EXERCISE
Word for word, restate each entry that appears below.

────

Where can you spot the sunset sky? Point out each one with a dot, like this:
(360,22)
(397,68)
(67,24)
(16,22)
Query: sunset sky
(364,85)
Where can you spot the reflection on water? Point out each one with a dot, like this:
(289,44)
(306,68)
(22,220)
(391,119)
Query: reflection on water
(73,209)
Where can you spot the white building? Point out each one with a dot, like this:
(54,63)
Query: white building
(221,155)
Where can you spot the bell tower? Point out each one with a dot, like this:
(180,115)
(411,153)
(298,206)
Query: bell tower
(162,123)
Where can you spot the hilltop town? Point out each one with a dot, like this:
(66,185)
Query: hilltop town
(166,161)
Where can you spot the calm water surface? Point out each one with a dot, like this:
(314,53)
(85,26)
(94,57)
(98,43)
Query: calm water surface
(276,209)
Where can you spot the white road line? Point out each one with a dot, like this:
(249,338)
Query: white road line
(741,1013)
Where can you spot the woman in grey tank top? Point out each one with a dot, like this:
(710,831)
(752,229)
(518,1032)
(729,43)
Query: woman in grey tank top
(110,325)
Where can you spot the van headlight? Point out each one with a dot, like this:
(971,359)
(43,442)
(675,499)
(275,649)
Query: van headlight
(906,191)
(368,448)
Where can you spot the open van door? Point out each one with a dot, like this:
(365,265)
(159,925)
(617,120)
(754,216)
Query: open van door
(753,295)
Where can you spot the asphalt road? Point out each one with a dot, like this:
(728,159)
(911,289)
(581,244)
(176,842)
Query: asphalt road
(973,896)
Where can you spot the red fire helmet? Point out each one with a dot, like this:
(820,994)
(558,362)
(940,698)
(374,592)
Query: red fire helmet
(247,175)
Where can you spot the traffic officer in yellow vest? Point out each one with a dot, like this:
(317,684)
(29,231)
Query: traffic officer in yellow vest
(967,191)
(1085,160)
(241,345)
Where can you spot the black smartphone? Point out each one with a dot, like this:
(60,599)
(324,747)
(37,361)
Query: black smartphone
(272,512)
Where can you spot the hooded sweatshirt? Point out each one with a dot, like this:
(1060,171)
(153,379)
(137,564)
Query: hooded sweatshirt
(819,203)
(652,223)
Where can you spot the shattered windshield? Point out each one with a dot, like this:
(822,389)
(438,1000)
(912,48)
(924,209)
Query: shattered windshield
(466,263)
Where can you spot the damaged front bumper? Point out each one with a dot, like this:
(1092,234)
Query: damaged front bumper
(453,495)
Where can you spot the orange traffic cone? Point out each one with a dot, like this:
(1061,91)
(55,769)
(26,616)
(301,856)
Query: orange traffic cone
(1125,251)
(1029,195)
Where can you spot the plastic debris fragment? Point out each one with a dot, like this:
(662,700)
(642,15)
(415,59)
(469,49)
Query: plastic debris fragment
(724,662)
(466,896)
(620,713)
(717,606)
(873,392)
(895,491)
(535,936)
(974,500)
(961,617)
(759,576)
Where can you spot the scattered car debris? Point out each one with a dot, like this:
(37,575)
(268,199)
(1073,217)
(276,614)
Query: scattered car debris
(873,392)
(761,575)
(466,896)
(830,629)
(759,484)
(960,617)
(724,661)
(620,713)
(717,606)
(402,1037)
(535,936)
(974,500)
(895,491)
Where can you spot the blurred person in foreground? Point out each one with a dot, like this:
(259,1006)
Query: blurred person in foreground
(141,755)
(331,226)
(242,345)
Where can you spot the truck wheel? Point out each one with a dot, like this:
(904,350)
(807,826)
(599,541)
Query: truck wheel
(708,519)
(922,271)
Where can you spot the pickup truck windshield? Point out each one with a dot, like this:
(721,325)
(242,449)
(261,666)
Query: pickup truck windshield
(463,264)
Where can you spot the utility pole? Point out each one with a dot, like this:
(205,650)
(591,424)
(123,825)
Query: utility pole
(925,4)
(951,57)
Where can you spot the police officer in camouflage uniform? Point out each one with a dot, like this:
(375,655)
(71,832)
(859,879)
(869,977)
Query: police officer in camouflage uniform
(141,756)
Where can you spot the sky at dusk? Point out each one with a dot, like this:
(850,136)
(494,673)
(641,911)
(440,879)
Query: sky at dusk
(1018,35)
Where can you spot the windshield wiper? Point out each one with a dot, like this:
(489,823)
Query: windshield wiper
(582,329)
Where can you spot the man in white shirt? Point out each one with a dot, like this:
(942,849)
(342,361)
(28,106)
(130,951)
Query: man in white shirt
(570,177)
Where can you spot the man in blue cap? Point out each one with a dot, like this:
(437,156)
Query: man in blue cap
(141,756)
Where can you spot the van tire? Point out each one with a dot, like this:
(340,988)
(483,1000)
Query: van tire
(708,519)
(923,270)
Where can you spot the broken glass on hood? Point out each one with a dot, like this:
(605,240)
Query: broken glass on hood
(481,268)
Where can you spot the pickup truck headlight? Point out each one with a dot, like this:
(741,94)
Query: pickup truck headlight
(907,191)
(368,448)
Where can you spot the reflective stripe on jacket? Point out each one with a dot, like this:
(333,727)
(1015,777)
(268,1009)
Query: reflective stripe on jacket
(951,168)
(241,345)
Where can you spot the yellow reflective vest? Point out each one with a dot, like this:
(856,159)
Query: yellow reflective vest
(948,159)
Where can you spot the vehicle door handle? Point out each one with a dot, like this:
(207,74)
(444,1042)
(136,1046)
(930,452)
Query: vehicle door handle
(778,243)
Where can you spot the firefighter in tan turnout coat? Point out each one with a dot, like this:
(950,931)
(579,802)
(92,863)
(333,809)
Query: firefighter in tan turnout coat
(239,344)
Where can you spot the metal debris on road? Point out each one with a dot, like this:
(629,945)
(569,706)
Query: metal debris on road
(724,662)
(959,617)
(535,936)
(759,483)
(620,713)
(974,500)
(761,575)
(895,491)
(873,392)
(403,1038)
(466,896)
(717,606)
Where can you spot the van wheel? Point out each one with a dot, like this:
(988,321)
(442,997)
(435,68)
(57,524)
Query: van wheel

────

EXERCISE RESPONSE
Where can you spot the sunset sky? Point out each one with a dot, like this:
(360,22)
(397,68)
(67,24)
(16,22)
Query: sunset sky
(364,85)
Where can you spot the reflection on water? Point out each one with a dot, like this:
(289,44)
(306,68)
(22,220)
(391,119)
Query: reflection on water
(73,209)
Where can you spot the white building? Point out each one with a dot, like this:
(54,63)
Query: white building
(221,155)
Where can you spot the bell tower? Point out each one with a dot, like this:
(180,115)
(411,153)
(298,206)
Query: bell tower
(162,123)
Where can you spot the hilltop town? Point out each one with a dot, like this:
(66,185)
Query: hilltop town
(166,161)
Where can you spot the calm water surface? Point out each one with a dot, like this:
(314,53)
(85,26)
(94,57)
(98,43)
Query: calm water surface
(276,209)
Where can you spot the white road line? Point out each one with a dot, like this:
(249,338)
Query: white road line
(741,1013)
Where can you spot the woman in grey tank top? Point out each one with a dot, like this:
(710,831)
(752,229)
(518,1032)
(729,43)
Query: woman in grey tank top
(110,325)
Where can you spot the van headlight? Point out each one with a dot, like this:
(971,359)
(43,442)
(675,499)
(275,649)
Query: van headlight
(906,191)
(368,448)
Where can you spot the open van door? Point out each one with a dot, like this:
(365,265)
(159,925)
(617,120)
(754,216)
Query: open van door
(753,295)
Where can you spot the asphalt road? Point out each one with a dot, like this:
(728,159)
(911,289)
(581,244)
(176,842)
Query: asphalt road
(973,896)
Where can you spot the red fire helmet? Point out each one with a dot, like this:
(820,994)
(558,362)
(940,698)
(374,592)
Query: red fire helmet
(247,175)
Where can you spot the traffic officer in yellow vest? Point out each one with a dot, like this:
(317,684)
(29,231)
Query: traffic officer in yellow vest
(967,191)
(1085,160)
(241,345)
Where can you spot the black smartphone? Point out each one with a dot, like this:
(60,599)
(324,747)
(37,361)
Query: black smartphone
(272,512)
Where can you spot the hooded sweatshirt? Point out each one with a dot, like this:
(1060,171)
(153,379)
(137,564)
Query: hooded sweatshirt
(819,203)
(652,223)
Where can you spot the shattered windshield? Point out each one with a dot, like this:
(822,389)
(438,1000)
(912,48)
(924,209)
Query: shattered windshield
(466,263)
Where can you spot the damaged front bumper? Point out each one with a dot, like this:
(1092,234)
Query: damaged front bumper
(453,495)
Where can you spot the orange traffic cone? Point out each one with a dot, like this:
(1061,91)
(55,769)
(26,616)
(301,856)
Query: orange traffic cone
(1125,251)
(1029,195)
Where can you spot the plastic debris fragment? Point out each one with a dot, like this:
(662,700)
(642,15)
(415,59)
(469,49)
Query: plastic debris fragment
(724,662)
(466,896)
(620,713)
(717,606)
(873,392)
(895,491)
(535,936)
(974,500)
(961,617)
(759,576)
Where can you spot the scattered car debris? Point out each one with a dot, like this:
(37,575)
(268,199)
(1073,217)
(276,614)
Query: scattered car debris
(873,392)
(761,575)
(466,896)
(830,629)
(759,484)
(960,617)
(724,661)
(620,713)
(717,606)
(402,1037)
(535,936)
(974,500)
(895,491)
Where can you spot the blurred person in foreground? Point out each one with a dot, like this:
(259,1006)
Query: blurred person in foreground
(141,755)
(331,226)
(242,345)
Where can you spot the truck wheel? Point out each one with a dot, like this:
(904,350)
(807,826)
(599,541)
Query: truck wheel
(708,519)
(922,271)
Where can you spot the pickup truck windshield? Point out each one with a dot, like this:
(721,325)
(242,449)
(261,666)
Query: pickup truck windshield
(463,264)
Where can you spot the utility pole? Point out each one with a dot, like this:
(205,650)
(591,424)
(123,825)
Query: utility pole
(925,4)
(951,57)
Where can you spot the police officer in camouflage uniform? Point out each one with a dot, like this:
(375,655)
(71,832)
(859,879)
(869,977)
Query: police officer in camouflage uniform
(141,756)
Where can you spot the sky at dusk? Point out each one with a dot, like this:
(850,136)
(494,673)
(641,911)
(440,879)
Query: sky at dusk
(1018,35)
Where can you spot the windshield wiper? Point out each one with a dot, like this:
(489,823)
Query: windshield wiper
(582,329)
Where can you spot the man in white shirt? Point out each one with a dot, like this:
(942,849)
(342,361)
(28,106)
(130,951)
Query: man in white shirt
(570,177)
Where can you spot the man in blue cap? Point out each one with a dot, like this:
(437,156)
Query: man in blue cap
(141,756)
Where can you spot the van tire? Point out each one with a dot, like this:
(340,988)
(483,1000)
Query: van tire
(708,519)
(923,270)
Where can you spot the broken glass on hood? Point out each one with a dot, like this:
(605,240)
Query: broken glass on hood
(481,268)
Where can you spot the pickup truck headlight? Point out each one with a dot, like this:
(741,94)
Query: pickup truck headlight
(907,191)
(368,448)
Where can you spot the reflective stripe on jacket? Point out each one with a dot, like this:
(333,727)
(1015,777)
(268,1009)
Query: reflective stripe on jacket
(951,168)
(241,345)
Where can you spot the yellow reflective vest? Point out each one with a dot, like this:
(856,159)
Query: yellow reflective vest
(948,159)
Where can you spot the vehicle door handle? Point out each one with a dot, like this:
(207,74)
(444,1042)
(136,1046)
(930,452)
Query: vehicle door handle
(778,243)
Where can you spot the firefighter in tan turnout coat? Point out each one with a dot, like this:
(950,931)
(579,802)
(92,863)
(333,809)
Query: firefighter in tan turnout coat
(239,344)
Where can you spot the metal debris on road? Point out each one with a dot, like this:
(629,945)
(569,706)
Query: metal debris on road
(724,662)
(959,617)
(535,936)
(759,483)
(620,713)
(974,500)
(761,575)
(895,491)
(873,392)
(403,1038)
(466,896)
(717,606)
Where can you spot the van wheel? Point out each one with a dot, like this:
(988,321)
(442,997)
(435,68)
(57,524)
Query: van wheel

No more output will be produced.